#### Task goal
In the commentary on three mountain poems, what is the mountain traditionally a symbol of?

#### Document excerpt
Three Poems about the Mountain – Analysis and Commentary


On Beauty by Simonides (6th century B.C.E.)
Original language Ancient Greek
Translated by Sherod Santos

As the ancient stories tell us, invisible
to mortal men, beauty dwells among
the high-capped rocks near a wind gap
arduous to climb. And you must almost
wear your heart out in the struggle
required to attain its height.


Mount Olympus

Translation was published in Greek Lyric Poetry: A New Translation, trans. by Sherod Santos (New York: W. W. Norton & Company, Inc., 2005), page 71.

Traditionally, the mountain is a symbol of the divine. It is the place where God dwells and the locus of encounter with God. Practically all ancient cultures and civilizations conceive of the mountain in this way. The journey up the mountain is difficult, a struggle.

This Greek poem of the Classical period envisions the mountain as the habitation of a universally attributed aspect of divine being: beauty. The exposition is lyrical, terse, enduring.

#### Data provided
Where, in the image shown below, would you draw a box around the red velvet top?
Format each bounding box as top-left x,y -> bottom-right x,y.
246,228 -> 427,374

#### Solution for this task
The divine.